◆ Work required
Count the lines of the material below that contain the string "trace", treating case as significant. Reply with the number alone.

─── Dataset records

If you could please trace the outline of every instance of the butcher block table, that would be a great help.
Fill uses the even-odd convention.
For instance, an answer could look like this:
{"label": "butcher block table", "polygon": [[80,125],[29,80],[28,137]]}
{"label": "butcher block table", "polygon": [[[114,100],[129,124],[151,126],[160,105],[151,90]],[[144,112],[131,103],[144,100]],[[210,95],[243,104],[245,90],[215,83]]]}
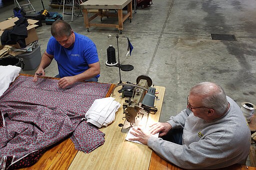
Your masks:
{"label": "butcher block table", "polygon": [[[122,108],[124,98],[118,93],[121,86],[115,89],[114,96],[112,95],[114,87],[114,84],[111,86],[106,97],[114,97],[121,107],[116,113],[115,120],[108,127],[99,129],[105,134],[102,146],[86,154],[76,150],[72,141],[67,138],[46,152],[34,165],[20,170],[184,170],[166,161],[147,146],[125,140],[126,134],[122,133],[118,126],[124,122]],[[158,121],[164,101],[165,88],[154,87],[159,92],[154,101],[158,111],[150,114],[146,127]],[[235,165],[222,170],[256,170],[256,168]]]}
{"label": "butcher block table", "polygon": [[[132,0],[88,0],[80,4],[84,13],[84,20],[87,31],[90,26],[102,26],[118,28],[122,33],[124,22],[128,18],[130,22],[132,18]],[[127,13],[123,14],[123,8],[127,6]],[[98,12],[90,18],[90,9],[98,9]],[[117,10],[118,13],[110,12],[110,9]],[[118,17],[118,24],[104,23],[92,23],[92,19],[99,16],[100,20],[104,16]]]}

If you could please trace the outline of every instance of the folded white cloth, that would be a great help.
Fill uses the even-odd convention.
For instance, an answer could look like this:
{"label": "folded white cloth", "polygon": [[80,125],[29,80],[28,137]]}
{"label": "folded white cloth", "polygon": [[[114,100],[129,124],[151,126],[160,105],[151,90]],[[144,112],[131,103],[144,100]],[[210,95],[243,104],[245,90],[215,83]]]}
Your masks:
{"label": "folded white cloth", "polygon": [[87,122],[99,128],[112,123],[114,120],[116,112],[121,105],[114,100],[112,97],[95,100],[86,113]]}
{"label": "folded white cloth", "polygon": [[14,65],[0,65],[0,96],[18,76],[22,68]]}

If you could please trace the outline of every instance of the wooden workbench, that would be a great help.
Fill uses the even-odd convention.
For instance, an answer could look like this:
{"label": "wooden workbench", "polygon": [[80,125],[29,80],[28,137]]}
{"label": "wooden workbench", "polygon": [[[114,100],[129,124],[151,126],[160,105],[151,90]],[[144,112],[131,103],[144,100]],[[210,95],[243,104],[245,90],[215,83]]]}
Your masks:
{"label": "wooden workbench", "polygon": [[[123,8],[127,5],[127,13],[123,15]],[[120,33],[123,29],[124,22],[129,18],[131,22],[132,18],[132,0],[88,0],[80,4],[84,13],[84,20],[87,31],[89,32],[90,26],[102,26],[118,28]],[[98,12],[88,18],[88,9],[98,9]],[[118,13],[109,12],[108,10],[118,10]],[[118,16],[118,24],[110,23],[95,23],[90,22],[92,19],[99,16],[100,20],[104,16]]]}
{"label": "wooden workbench", "polygon": [[[106,97],[111,95],[113,87]],[[150,115],[148,125],[158,121],[165,93],[164,87],[155,87],[159,91],[158,99],[155,101],[158,111]],[[122,105],[124,99],[120,97],[118,90],[115,90],[114,97]],[[100,129],[106,134],[106,142],[91,153],[78,151],[68,138],[46,151],[34,166],[22,170],[184,170],[162,159],[148,146],[126,141],[126,135],[121,132],[122,128],[118,126],[124,122],[121,107],[116,113],[115,121],[108,127]],[[256,168],[236,165],[222,170]]]}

──────

◆ The reply
3